• Your objective: Extract the whole listing as it stands. Do not include the pictures.

# Start of Task inputs

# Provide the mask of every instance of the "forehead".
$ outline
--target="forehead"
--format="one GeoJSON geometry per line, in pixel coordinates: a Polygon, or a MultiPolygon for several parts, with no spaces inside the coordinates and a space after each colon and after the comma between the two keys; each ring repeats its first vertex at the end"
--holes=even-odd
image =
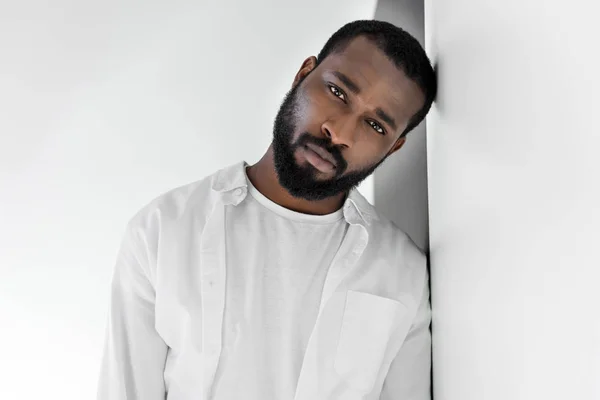
{"type": "Polygon", "coordinates": [[[363,36],[353,39],[342,52],[327,56],[320,66],[324,74],[339,71],[349,76],[366,101],[393,108],[391,112],[407,119],[425,100],[419,86],[363,36]]]}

# End of Task inputs

• Result of this task:
# Provide the mask of every instance of the "forehead".
$ outline
--target="forehead"
--format="one GeoJSON geometry per line, in pixel coordinates: a Polygon, or a MultiPolygon for several parts, with no spaces inside the coordinates and a space after each colon and after the comma between the two keys; each ring repeats its first vertex at the end"
--holes=even-odd
image =
{"type": "Polygon", "coordinates": [[[363,36],[353,39],[342,52],[327,56],[320,66],[324,74],[339,71],[349,76],[366,101],[393,108],[391,112],[407,119],[425,100],[419,86],[363,36]]]}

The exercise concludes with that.